**Tugas a:**
Ulangi kata demi kata bagian teks tentang Dana Desa untuk perhutanan sosial, mulai dari "Diskursus pragmatis kebijakan" terus sampai "di masa depan.".

**Teks Dokumen:**
# # # # #
Diskursus pragmatis kebijakan pada tahun 2019 telah berupaya mengurangi diskoneksi antara kebijakan “Menghutankan Desa” dan “Mendesakan Hutan”. Kebijakan prioritas penggunaan Dana Desa untuk perhutanan sosial diterbitkan sebagai salah satu opsi kebijakan bagi Desa, meskipun perhutanan sosial tidak berbasis Desa tetapi berbasis Hutan Desa. Isu kebijakan penggunaan Dana Desa untuk perhutanan sosial pada tahun 2022 juga diandaikan dapat berjalan dengan cepat di Desa, tetapi senyatanya masih belum dijumpai praktik yang mengemuka perihal modal BUM Desa yang digunakan untuk kerjasama usaha dengan pengelola perhutanan sosial.
Isu kebijakan penggunaan Dana Desa untuk perhutanan sosial akhirnya terlalu sempit dibandingkan dengan diskursus normatif UU Desa yang mengalir mulai dari kewenangan, perencanaan, penganggaran dan agenda advokasi di masa depan.
# # # # #
[Entri identifikasi lokasi]
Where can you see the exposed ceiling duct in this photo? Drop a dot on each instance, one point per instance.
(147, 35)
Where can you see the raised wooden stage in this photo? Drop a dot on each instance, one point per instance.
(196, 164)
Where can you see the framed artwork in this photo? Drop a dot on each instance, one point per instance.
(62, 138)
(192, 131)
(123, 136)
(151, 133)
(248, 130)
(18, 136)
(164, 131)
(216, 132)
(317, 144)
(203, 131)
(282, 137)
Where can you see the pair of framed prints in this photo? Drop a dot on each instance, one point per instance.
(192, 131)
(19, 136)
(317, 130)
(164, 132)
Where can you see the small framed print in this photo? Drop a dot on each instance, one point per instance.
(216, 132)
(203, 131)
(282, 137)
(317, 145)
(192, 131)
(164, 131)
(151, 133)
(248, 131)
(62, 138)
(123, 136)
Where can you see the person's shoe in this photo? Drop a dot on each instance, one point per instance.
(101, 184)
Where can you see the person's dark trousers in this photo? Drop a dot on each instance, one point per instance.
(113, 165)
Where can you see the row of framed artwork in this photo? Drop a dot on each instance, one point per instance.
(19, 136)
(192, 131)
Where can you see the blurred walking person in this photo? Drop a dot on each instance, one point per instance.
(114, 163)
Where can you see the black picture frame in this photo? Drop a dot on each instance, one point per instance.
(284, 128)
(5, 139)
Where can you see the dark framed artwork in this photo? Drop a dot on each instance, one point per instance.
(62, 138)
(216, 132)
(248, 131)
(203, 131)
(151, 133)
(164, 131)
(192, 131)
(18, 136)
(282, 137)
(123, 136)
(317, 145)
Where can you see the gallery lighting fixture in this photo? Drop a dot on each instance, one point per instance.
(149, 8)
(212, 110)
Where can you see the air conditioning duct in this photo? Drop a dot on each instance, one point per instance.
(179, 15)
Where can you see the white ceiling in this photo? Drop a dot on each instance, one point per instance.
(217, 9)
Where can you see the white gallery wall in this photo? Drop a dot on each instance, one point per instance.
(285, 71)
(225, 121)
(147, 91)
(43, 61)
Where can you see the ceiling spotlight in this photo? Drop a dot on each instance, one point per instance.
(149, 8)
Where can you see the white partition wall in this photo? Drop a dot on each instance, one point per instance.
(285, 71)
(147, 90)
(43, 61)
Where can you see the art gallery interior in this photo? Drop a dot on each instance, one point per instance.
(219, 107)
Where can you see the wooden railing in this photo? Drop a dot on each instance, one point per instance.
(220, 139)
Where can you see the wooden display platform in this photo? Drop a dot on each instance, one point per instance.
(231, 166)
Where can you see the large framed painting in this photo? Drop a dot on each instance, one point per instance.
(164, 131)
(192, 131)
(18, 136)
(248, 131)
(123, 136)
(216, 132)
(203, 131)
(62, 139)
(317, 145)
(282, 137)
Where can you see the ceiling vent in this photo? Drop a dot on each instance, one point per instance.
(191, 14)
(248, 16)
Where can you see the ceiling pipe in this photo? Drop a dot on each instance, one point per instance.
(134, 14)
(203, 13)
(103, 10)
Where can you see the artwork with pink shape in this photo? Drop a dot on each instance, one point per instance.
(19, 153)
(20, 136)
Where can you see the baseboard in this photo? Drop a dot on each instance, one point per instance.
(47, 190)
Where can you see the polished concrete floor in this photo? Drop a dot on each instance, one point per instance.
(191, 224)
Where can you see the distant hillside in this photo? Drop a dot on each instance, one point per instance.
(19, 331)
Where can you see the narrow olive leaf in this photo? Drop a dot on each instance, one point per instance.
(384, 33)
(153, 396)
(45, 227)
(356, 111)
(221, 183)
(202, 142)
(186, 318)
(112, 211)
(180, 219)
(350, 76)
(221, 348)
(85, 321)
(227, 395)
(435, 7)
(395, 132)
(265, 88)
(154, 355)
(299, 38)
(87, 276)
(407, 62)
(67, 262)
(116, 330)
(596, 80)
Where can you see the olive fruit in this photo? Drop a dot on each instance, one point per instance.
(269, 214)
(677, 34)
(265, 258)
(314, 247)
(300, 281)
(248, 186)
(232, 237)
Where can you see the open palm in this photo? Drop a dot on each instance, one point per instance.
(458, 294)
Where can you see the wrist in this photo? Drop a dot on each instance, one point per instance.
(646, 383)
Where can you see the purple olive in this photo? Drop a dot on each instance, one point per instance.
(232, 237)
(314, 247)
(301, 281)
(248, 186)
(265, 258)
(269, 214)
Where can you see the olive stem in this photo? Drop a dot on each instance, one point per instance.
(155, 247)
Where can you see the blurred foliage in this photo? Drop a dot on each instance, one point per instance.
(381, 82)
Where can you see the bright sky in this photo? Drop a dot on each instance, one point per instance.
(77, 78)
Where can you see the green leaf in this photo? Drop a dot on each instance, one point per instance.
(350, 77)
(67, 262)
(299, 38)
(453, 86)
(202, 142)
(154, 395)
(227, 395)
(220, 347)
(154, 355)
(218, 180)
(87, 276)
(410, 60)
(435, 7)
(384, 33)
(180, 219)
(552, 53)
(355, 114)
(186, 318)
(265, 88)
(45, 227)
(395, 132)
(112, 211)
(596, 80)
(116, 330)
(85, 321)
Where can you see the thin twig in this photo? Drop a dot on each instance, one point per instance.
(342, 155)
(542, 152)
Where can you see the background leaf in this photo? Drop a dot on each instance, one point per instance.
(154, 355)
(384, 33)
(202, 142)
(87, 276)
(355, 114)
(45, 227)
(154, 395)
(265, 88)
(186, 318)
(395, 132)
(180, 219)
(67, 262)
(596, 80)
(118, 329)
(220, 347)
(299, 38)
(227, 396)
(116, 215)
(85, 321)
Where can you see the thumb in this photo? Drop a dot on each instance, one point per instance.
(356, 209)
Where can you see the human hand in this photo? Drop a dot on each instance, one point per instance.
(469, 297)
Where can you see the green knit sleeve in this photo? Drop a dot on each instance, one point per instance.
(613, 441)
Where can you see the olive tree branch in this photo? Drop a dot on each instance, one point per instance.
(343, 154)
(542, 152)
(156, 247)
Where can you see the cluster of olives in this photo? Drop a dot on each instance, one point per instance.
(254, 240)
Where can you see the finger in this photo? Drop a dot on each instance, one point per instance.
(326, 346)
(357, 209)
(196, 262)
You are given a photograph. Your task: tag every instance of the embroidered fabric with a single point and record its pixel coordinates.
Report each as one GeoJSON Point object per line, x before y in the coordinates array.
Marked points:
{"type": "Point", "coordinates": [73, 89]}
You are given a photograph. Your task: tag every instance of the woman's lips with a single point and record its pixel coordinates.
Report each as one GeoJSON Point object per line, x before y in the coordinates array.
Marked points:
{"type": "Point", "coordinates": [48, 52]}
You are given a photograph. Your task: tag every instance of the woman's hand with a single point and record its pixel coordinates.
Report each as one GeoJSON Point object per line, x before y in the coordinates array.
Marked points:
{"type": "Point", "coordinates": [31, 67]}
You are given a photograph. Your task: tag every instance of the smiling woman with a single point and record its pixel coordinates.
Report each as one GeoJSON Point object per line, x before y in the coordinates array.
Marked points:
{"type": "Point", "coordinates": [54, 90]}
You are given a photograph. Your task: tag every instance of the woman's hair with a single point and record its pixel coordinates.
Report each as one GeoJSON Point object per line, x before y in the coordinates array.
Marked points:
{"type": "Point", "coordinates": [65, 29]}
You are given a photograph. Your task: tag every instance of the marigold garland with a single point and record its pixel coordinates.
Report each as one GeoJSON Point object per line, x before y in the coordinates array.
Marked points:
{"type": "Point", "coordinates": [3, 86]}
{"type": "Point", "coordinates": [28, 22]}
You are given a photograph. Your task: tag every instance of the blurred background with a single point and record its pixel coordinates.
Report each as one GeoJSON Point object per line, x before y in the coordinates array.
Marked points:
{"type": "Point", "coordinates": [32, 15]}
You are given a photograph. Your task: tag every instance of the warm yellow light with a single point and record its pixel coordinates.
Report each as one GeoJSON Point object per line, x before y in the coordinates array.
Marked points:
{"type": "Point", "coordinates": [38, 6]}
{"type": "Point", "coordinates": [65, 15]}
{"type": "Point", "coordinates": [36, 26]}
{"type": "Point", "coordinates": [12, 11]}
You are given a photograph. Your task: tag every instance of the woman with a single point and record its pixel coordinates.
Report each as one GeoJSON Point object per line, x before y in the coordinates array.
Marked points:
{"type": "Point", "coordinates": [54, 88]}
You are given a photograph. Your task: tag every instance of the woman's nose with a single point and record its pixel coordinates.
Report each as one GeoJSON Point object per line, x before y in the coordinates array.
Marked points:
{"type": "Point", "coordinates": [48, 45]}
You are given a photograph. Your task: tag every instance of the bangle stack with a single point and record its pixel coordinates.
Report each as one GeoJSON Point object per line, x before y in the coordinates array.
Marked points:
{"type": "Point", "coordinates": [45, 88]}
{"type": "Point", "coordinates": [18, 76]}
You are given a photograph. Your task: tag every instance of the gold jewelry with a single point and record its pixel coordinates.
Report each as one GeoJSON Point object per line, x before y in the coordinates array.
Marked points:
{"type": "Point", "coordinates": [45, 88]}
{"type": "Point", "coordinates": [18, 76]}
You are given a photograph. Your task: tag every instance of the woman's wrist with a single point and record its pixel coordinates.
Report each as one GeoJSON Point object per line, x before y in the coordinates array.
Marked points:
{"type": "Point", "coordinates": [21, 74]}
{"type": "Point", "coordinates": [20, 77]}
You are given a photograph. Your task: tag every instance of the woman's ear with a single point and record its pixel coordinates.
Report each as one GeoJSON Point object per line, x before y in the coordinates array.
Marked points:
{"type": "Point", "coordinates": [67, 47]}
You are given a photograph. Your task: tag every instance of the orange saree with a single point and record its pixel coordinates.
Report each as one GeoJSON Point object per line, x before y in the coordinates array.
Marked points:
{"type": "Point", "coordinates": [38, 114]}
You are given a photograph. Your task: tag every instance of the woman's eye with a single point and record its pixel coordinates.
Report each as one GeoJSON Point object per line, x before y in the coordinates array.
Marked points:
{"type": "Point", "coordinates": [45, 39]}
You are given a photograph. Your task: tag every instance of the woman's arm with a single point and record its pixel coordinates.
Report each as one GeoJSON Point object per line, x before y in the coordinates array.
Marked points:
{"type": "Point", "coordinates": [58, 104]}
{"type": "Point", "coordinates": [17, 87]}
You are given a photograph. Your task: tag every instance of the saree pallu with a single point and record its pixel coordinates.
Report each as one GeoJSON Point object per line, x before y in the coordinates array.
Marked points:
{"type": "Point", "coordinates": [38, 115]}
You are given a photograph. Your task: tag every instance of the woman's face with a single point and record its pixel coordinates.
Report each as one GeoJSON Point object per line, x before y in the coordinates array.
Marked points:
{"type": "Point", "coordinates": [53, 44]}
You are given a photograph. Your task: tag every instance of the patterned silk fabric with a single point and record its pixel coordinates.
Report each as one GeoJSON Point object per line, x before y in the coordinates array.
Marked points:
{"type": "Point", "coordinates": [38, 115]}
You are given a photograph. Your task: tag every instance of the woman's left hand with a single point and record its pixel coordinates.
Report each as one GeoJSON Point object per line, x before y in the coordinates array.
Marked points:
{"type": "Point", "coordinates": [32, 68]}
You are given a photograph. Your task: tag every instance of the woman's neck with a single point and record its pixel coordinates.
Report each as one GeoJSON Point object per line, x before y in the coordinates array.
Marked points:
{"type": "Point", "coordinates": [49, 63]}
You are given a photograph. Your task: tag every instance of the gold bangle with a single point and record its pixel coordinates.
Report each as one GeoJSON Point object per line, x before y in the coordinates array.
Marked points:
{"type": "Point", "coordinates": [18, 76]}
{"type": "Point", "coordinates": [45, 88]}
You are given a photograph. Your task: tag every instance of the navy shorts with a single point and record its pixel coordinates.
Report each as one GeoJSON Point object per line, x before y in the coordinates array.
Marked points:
# # # # #
**Tugas b:**
Hitung ada berapa baris dalam daftar yang memuat kata "gallery", dengan huruf besar dan kecil dianggap berbeda. Tulis angkanya saja.

**Jawaban Tertulis a:**
Diskursus pragmatis kebijakan pada tahun 2019 telah berupaya mengurangi diskoneksi antara kebijakan “Menghutankan Desa” dan “Mendesakan Hutan”. Kebijakan prioritas penggunaan Dana Desa untuk perhutanan sosial diterbitkan sebagai salah satu opsi kebijakan bagi Desa, meskipun perhutanan sosial tidak berbasis Desa tetapi berbasis Hutan Desa. Isu kebijakan penggunaan Dana Desa untuk perhutanan sosial pada tahun 2022 juga diandaikan dapat berjalan dengan cepat di Desa, tetapi senyatanya masih belum dijumpai praktik yang mengemuka perihal modal BUM Desa yang digunakan untuk kerjasama usaha dengan pengelola perhutanan sosial.
Isu kebijakan penggunaan Dana Desa untuk perhutanan sosial akhirnya terlalu sempit dibandingkan dengan diskursus normatif UU Desa yang mengalir mulai dari kewenangan, perencanaan, penganggaran dan agenda advokasi di masa depan.

**Jawaban Tertulis b:**
3